**Your objective:** Reproduce, character for character, the lines below from the first through the one with "# mark a point on each instance of the bare". Leave pictures out.

(Natural-language object grounding data)
..........

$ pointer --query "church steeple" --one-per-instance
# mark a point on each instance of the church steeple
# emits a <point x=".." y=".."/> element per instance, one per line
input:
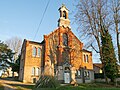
<point x="63" y="20"/>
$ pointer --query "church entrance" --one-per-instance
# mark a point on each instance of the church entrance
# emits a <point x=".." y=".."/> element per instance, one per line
<point x="67" y="75"/>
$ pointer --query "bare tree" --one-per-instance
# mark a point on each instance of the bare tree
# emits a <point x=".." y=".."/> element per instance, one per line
<point x="116" y="16"/>
<point x="94" y="16"/>
<point x="91" y="15"/>
<point x="15" y="44"/>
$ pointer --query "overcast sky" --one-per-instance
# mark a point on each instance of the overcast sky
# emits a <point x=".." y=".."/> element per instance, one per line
<point x="21" y="18"/>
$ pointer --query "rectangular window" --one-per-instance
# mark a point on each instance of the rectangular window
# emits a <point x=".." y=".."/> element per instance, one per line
<point x="33" y="71"/>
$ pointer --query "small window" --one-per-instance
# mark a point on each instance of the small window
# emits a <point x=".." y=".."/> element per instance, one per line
<point x="33" y="71"/>
<point x="84" y="58"/>
<point x="64" y="14"/>
<point x="39" y="52"/>
<point x="87" y="59"/>
<point x="34" y="51"/>
<point x="37" y="71"/>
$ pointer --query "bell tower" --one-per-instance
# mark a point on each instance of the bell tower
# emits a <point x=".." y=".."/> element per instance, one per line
<point x="63" y="20"/>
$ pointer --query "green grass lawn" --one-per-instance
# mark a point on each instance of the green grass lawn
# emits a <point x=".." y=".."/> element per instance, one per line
<point x="1" y="87"/>
<point x="93" y="86"/>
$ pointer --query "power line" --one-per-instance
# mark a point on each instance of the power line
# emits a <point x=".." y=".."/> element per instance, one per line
<point x="41" y="19"/>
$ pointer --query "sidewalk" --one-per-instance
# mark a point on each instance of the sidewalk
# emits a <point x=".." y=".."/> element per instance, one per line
<point x="10" y="84"/>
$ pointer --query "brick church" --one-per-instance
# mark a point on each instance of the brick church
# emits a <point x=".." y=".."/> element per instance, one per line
<point x="60" y="54"/>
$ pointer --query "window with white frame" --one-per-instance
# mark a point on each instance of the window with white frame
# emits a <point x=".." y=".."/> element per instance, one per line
<point x="33" y="71"/>
<point x="39" y="52"/>
<point x="84" y="58"/>
<point x="87" y="59"/>
<point x="34" y="52"/>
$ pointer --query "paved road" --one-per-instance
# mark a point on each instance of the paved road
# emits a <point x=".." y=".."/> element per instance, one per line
<point x="9" y="84"/>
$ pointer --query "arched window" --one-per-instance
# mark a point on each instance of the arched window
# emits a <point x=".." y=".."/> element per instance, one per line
<point x="84" y="58"/>
<point x="87" y="59"/>
<point x="39" y="52"/>
<point x="65" y="39"/>
<point x="64" y="14"/>
<point x="34" y="51"/>
<point x="33" y="71"/>
<point x="37" y="71"/>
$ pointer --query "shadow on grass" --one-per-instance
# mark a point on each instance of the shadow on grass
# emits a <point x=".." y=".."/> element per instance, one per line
<point x="23" y="86"/>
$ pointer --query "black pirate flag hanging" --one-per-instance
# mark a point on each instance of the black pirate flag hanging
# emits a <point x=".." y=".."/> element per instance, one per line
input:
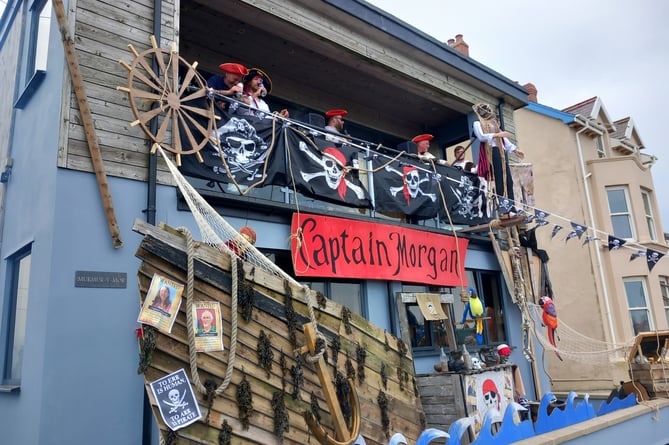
<point x="405" y="188"/>
<point x="320" y="169"/>
<point x="652" y="257"/>
<point x="247" y="154"/>
<point x="464" y="195"/>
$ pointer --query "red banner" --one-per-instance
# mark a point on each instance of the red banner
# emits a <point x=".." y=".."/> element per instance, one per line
<point x="344" y="248"/>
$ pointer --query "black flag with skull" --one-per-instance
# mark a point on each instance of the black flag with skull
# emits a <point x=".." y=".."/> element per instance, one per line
<point x="318" y="168"/>
<point x="247" y="154"/>
<point x="406" y="188"/>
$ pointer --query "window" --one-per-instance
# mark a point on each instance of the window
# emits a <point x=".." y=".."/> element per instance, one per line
<point x="648" y="211"/>
<point x="601" y="152"/>
<point x="39" y="19"/>
<point x="425" y="333"/>
<point x="14" y="319"/>
<point x="620" y="214"/>
<point x="664" y="288"/>
<point x="637" y="303"/>
<point x="349" y="294"/>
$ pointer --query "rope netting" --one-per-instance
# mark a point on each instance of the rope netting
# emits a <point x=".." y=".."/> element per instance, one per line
<point x="573" y="345"/>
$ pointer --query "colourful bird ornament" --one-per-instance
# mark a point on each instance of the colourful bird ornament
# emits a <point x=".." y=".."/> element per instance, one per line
<point x="474" y="308"/>
<point x="549" y="318"/>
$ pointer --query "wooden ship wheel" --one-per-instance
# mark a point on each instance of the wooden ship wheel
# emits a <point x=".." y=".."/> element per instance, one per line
<point x="176" y="96"/>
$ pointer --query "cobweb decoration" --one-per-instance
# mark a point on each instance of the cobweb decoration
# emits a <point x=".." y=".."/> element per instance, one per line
<point x="575" y="346"/>
<point x="215" y="230"/>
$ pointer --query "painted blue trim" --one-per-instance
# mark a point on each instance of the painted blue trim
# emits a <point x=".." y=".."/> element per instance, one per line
<point x="566" y="118"/>
<point x="393" y="26"/>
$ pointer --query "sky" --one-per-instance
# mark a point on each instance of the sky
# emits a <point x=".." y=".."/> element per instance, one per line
<point x="571" y="51"/>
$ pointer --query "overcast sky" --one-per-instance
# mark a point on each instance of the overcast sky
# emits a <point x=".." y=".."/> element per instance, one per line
<point x="571" y="51"/>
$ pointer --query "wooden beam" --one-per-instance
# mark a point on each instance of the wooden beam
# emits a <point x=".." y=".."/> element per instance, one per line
<point x="89" y="127"/>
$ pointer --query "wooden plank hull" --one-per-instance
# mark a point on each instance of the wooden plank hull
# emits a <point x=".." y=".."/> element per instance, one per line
<point x="387" y="365"/>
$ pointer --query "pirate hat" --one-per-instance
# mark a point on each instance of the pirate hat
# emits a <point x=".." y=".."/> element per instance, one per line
<point x="234" y="68"/>
<point x="255" y="72"/>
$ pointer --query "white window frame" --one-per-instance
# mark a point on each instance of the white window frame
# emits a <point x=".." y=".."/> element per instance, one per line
<point x="648" y="212"/>
<point x="646" y="307"/>
<point x="627" y="213"/>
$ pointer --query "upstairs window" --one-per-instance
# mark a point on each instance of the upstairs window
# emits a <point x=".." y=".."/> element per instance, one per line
<point x="619" y="210"/>
<point x="648" y="211"/>
<point x="637" y="304"/>
<point x="14" y="318"/>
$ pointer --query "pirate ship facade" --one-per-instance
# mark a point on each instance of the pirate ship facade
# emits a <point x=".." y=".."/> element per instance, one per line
<point x="70" y="308"/>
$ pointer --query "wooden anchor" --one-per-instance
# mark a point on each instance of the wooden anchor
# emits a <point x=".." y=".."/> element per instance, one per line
<point x="342" y="434"/>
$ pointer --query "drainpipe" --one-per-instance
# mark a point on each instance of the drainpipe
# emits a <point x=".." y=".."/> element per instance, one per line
<point x="587" y="126"/>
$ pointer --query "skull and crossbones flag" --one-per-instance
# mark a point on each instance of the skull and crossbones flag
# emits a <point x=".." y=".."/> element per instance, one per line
<point x="400" y="186"/>
<point x="248" y="155"/>
<point x="320" y="169"/>
<point x="464" y="195"/>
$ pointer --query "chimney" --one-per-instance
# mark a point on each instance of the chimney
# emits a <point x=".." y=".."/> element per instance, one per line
<point x="460" y="45"/>
<point x="531" y="92"/>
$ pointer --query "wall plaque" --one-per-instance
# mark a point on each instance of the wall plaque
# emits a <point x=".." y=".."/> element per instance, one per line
<point x="86" y="278"/>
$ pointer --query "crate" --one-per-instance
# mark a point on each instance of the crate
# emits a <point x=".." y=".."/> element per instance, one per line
<point x="652" y="371"/>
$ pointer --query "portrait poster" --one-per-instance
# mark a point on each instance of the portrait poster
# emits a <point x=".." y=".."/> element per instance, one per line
<point x="161" y="304"/>
<point x="207" y="326"/>
<point x="486" y="391"/>
<point x="176" y="400"/>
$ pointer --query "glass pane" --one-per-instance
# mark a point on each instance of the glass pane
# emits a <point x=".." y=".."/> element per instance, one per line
<point x="348" y="294"/>
<point x="20" y="318"/>
<point x="621" y="226"/>
<point x="635" y="294"/>
<point x="640" y="321"/>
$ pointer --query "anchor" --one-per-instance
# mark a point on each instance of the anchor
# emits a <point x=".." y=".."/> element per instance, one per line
<point x="342" y="434"/>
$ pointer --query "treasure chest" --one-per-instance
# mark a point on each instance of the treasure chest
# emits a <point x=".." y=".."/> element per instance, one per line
<point x="649" y="362"/>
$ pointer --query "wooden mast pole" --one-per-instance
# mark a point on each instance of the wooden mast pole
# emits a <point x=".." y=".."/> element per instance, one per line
<point x="89" y="127"/>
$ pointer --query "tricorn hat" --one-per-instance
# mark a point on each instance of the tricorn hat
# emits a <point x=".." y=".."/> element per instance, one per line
<point x="234" y="68"/>
<point x="255" y="72"/>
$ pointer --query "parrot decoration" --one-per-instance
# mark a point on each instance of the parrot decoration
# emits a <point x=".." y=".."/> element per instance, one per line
<point x="549" y="318"/>
<point x="474" y="308"/>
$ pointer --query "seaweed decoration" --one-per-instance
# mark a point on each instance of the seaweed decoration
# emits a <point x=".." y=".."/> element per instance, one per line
<point x="281" y="420"/>
<point x="384" y="376"/>
<point x="402" y="347"/>
<point x="322" y="346"/>
<point x="291" y="316"/>
<point x="315" y="408"/>
<point x="350" y="370"/>
<point x="346" y="318"/>
<point x="210" y="385"/>
<point x="321" y="300"/>
<point x="361" y="355"/>
<point x="246" y="293"/>
<point x="265" y="353"/>
<point x="343" y="389"/>
<point x="147" y="344"/>
<point x="225" y="435"/>
<point x="245" y="403"/>
<point x="297" y="375"/>
<point x="382" y="400"/>
<point x="335" y="345"/>
<point x="172" y="438"/>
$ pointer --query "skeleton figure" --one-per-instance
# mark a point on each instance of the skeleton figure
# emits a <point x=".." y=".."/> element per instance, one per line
<point x="332" y="161"/>
<point x="175" y="402"/>
<point x="411" y="183"/>
<point x="243" y="149"/>
<point x="470" y="201"/>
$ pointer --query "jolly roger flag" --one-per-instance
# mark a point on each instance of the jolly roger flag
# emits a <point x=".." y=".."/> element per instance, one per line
<point x="248" y="148"/>
<point x="464" y="195"/>
<point x="405" y="188"/>
<point x="320" y="169"/>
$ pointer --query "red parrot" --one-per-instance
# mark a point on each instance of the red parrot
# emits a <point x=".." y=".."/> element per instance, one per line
<point x="549" y="317"/>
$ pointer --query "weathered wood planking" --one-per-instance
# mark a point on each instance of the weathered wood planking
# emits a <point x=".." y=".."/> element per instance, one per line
<point x="162" y="252"/>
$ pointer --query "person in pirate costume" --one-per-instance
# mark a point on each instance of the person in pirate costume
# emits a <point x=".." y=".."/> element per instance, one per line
<point x="494" y="147"/>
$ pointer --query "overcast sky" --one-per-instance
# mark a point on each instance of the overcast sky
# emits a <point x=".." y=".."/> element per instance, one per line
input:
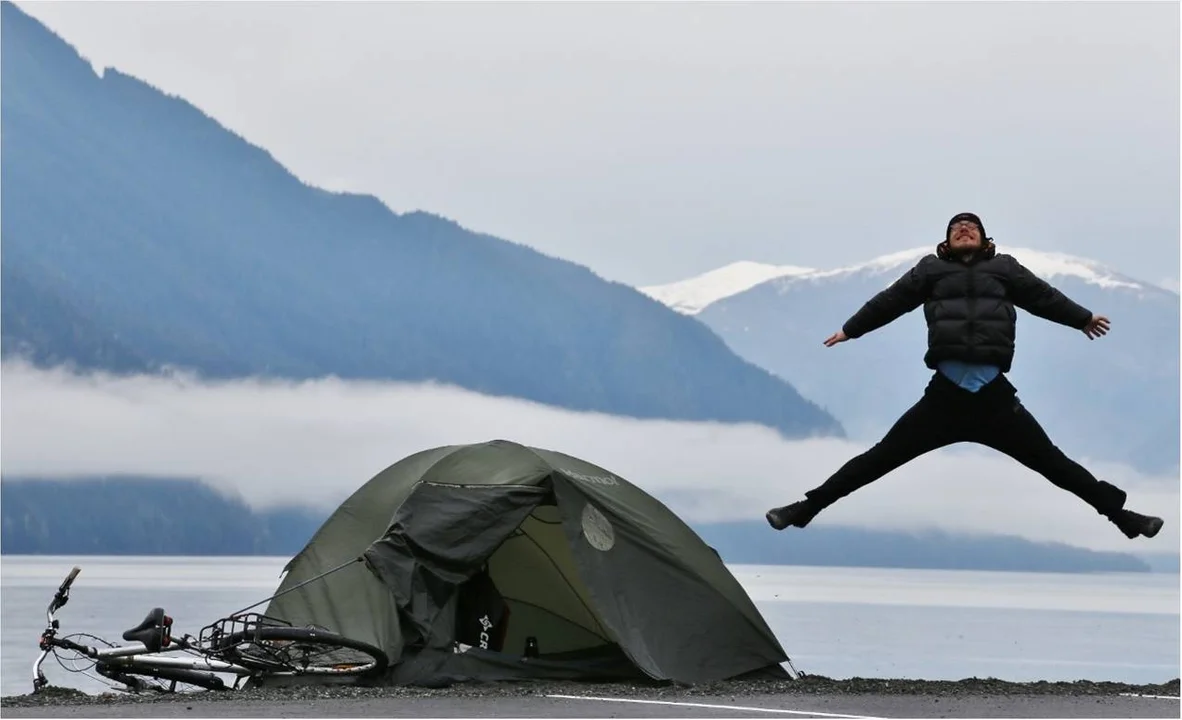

..........

**Exercise solution:**
$ pointer --query "church steeple" --one-per-instance
# mark a point on each instance of the church steeple
# emits a <point x=".." y=".."/> element per instance, one per line
input:
<point x="63" y="20"/>
$ pointer --query "church entrance" --one-per-instance
# mark a point on each instance of the church entrance
# emits a <point x=".." y=".."/> element per instance, one per line
<point x="67" y="75"/>
$ pointer --query "bare tree" --one-per-instance
# mark a point on each instance of the bare tree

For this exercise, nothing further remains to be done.